Exercise brief - Every line below should be repeated exactly.

** begin **

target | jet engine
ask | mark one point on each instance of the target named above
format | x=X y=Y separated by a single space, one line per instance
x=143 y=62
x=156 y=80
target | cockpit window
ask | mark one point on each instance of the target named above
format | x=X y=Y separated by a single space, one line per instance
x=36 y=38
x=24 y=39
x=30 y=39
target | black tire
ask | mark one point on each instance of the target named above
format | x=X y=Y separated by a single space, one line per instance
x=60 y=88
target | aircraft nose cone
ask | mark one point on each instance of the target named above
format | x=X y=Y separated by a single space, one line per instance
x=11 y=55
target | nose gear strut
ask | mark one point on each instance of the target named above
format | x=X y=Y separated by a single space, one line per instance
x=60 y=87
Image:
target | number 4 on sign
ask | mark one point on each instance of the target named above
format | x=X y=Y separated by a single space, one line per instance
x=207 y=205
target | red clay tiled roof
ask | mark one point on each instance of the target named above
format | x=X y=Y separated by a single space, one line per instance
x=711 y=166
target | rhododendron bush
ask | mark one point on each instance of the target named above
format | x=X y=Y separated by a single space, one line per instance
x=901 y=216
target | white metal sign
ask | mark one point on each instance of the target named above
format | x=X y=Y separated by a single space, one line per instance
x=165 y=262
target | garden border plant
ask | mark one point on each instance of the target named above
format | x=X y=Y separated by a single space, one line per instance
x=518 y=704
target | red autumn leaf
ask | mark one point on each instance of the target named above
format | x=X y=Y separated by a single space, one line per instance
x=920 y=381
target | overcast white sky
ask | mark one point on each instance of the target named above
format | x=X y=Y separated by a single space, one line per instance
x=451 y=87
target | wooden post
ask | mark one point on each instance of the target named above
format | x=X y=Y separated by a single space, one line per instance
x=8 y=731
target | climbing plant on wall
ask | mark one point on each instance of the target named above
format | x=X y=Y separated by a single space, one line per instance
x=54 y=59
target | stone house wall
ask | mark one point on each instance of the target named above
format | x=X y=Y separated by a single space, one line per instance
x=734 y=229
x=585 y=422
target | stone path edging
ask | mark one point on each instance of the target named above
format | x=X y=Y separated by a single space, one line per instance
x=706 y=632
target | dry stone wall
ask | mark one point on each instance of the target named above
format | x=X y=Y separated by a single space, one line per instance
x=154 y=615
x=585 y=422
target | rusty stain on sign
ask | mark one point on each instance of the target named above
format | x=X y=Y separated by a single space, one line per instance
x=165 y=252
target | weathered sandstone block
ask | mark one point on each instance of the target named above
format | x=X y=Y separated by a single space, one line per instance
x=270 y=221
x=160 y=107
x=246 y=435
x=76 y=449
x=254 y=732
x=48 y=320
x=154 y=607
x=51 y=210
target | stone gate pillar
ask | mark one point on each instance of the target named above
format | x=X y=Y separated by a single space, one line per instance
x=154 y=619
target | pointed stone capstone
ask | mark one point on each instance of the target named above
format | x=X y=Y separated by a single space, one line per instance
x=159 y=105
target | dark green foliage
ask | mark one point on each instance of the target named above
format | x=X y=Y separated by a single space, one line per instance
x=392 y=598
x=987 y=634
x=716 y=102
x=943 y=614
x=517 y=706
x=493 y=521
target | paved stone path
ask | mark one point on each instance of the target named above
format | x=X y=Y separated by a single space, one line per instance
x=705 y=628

** end **

Solution for this problem -
target | jet engine
ask | mark one point on each instance of the target named above
format | x=X y=Y separated by a single space, one line per instance
x=143 y=62
x=156 y=80
target | cockpit window
ask | mark one point on each instance of the target named above
format | x=X y=Y separated by a single space, one line per instance
x=36 y=38
x=24 y=39
x=30 y=39
target | black tire
ask | mark one point on each instance of the target named above
format | x=X y=Y separated by a single space, one line per instance
x=60 y=88
target | aircraft nose cone
ask | mark one point on each instance of the target named above
format | x=X y=Y separated by a single space, one line per instance
x=11 y=55
target | nose gear strut
ask | mark one point on each instance of the target named above
format | x=X y=Y separated by a single space, one line per instance
x=60 y=87
Image:
target | number 4 on sign
ask | mark one point on each instance of the target named above
format | x=X y=Y separated by a single space, one line per instance
x=207 y=205
target | red clay tiled roof
ask | mark one point on each instance of the target named above
format | x=X y=Y separated by a single space, one line per instance
x=711 y=166
target | rhododendron bush
ask | mark one point on each instance of the target named above
format | x=X y=Y separated by a single space, one line per instance
x=901 y=216
target | white metal sign
ask | mark one point on each instance of the target named above
format | x=X y=Y separated by a single space, one line per instance
x=165 y=262
target | garden border plant
ask | mark one point on each instance of the target named above
format | x=X y=Y separated by a single space, one line per instance
x=518 y=704
target | red autumn leaf
ask | mark one point on each instance of the target named above
format | x=X y=Y separated by a single space, one line per instance
x=920 y=381
target | overcast white sky
ask | mark one point on each instance of the target named above
format | x=X y=Y separated by a single space, one line per instance
x=451 y=87
target | wooden post
ask | mark one point on each instance of the target named above
format | x=X y=Y separated by a single space, one line per instance
x=8 y=731
target | climbing plant on wall
ask | mark one point on each instance of the target named above
format | x=X y=Y separated by a single space, one line per instance
x=54 y=59
target | stone house wall
ask | mark one point on each instance of the target named above
format | x=X y=Y separated by a single space, one line per instance
x=734 y=229
x=585 y=422
target | stone path edging
ask | mark one point on each instance of the target named above
format | x=X y=Y separated by a single space, one line per instance
x=706 y=632
target | dry stone wall
ask | mark one point on each instance of the target named above
format | x=X y=Y separated by a single space, one line per instance
x=154 y=615
x=585 y=422
target | rusty stain on sign
ask | mark one point on each instance of the target named above
format | x=X y=Y separated by a single space, one line per instance
x=165 y=252
target | weathered sandstone block
ask | mark one point on each instance of the target named above
format | x=X y=Y separated by a single space, one line per instance
x=270 y=221
x=160 y=107
x=246 y=435
x=76 y=449
x=254 y=732
x=48 y=320
x=154 y=607
x=51 y=210
target | stone gate pillar
ask | mark one point on each instance of the target named above
format | x=X y=Y separated by a single space, one line per instance
x=154 y=619
target | pointed stone capstone
ask | mark one point on each instance of the target named above
format | x=X y=Y separated by a single space, one line per instance
x=159 y=105
target | dark green foliage
ask | mark one point on each instance of the target named above
format | x=X y=Y separated by a single space, one line per instance
x=392 y=598
x=987 y=634
x=716 y=102
x=943 y=614
x=517 y=706
x=493 y=521
target | paved stone path
ask | mark one point on each instance of the target named above
format | x=X y=Y separated by a single space, one line per instance
x=705 y=628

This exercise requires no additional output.